### Text excerpt
****

Blockchain firm Symbiont gets investment from Medici Ventures
Blockchain technology investor Medici Ventures has teamed up with Symbiont, providing investment to the company and announcing a collaboration involving both Medici and its parent company Overstock, reports Finovate (Banking Technology’s sister company).
The partnership will enable Medici Ventures to become the first company to register corporate ownership shares using the blockchain.
The news follows on from two months ago, when Symbiont received an undisclosed investment from China’s Hundsun Technologies. At the time, Symbiont CEO Mark Smith called the investment “a clear vote of confidence” from a “strong partner in Asia”.
Pledging to deliver “best-in-class investor transparency,” Jonathan Johnson, president of Medici Ventures and Overstock director, says: “We also anticipate using blockchain to administer Medici Ventures’ fund interests from inception, thereby providing our investors with end-to-end recordkeeping on a blockchain and administration of investor interests using smart contracts.”
Symbiont’s Smith highlighted investor interests as a major use case for his company’s technology. “Management of fund interests is a logical extension of Symbiont’s Smart Securities capabilities,” he says, “and we welcome a partner that is equally committed to the principle of ensuring accuracy of shareholder records at all times during a company’s life cycle.”

****

### Recorded information
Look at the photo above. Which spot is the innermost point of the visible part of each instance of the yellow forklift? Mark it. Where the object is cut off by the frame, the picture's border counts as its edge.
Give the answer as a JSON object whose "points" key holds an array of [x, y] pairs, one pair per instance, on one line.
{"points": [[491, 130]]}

****

### Work request
Answer these questions from the article on Symbiont:
1. What is the name of Medici Ventures' parent company?
2. Which company invested in Symbiont two months before the Medici Ventures news?
3. Who is the president of Medici Ventures?
The material above comes from a source separate from the article on Symbiont.

### Expected output
1. Overstock
2. Hundsun Technologies, of China
3. Jonathan Johnson